(Natural language region descriptions)
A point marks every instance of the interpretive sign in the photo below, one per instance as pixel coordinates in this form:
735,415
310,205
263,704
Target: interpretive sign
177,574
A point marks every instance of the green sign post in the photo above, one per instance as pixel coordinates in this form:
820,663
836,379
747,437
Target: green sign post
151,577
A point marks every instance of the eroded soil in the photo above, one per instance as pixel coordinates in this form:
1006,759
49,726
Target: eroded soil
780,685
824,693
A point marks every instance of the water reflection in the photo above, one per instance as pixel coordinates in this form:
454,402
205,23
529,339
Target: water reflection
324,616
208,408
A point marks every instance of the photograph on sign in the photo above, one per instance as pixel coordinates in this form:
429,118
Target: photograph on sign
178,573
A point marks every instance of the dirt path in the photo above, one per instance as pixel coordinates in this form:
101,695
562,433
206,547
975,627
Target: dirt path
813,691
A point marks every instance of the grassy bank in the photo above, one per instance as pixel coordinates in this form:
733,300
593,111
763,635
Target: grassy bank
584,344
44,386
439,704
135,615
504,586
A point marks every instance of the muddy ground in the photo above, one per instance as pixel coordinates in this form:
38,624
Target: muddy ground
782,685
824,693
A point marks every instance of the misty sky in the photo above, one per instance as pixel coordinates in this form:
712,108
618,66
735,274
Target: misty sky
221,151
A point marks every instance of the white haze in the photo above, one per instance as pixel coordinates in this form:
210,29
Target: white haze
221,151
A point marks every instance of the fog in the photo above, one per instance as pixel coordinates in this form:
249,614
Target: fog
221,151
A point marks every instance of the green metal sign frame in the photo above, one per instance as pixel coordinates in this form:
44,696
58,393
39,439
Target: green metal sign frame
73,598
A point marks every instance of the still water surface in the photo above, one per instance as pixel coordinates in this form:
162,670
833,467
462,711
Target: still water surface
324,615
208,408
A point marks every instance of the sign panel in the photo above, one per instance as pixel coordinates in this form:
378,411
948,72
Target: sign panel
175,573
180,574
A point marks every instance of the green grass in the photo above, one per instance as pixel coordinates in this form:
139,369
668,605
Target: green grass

> **About this exercise**
Transcribe only what runs from the line with "A point marks every instance of the still" to the last line above, keeping every line exactly as written.

> **Written reply**
A point marks every instance of the still water surface in the photo above, one per instance as pixel coordinates in this form:
162,670
833,467
462,711
Target: still water surface
324,615
208,408
A point marks every instance of the sign panel in the photo above, one per instance as pixel coordinates in this form:
378,411
948,72
Target: sign panel
175,573
180,574
A point marks every instance of the green grass in the photo above, one per instance as pixel coordinates in this form:
139,369
668,605
Target: green grass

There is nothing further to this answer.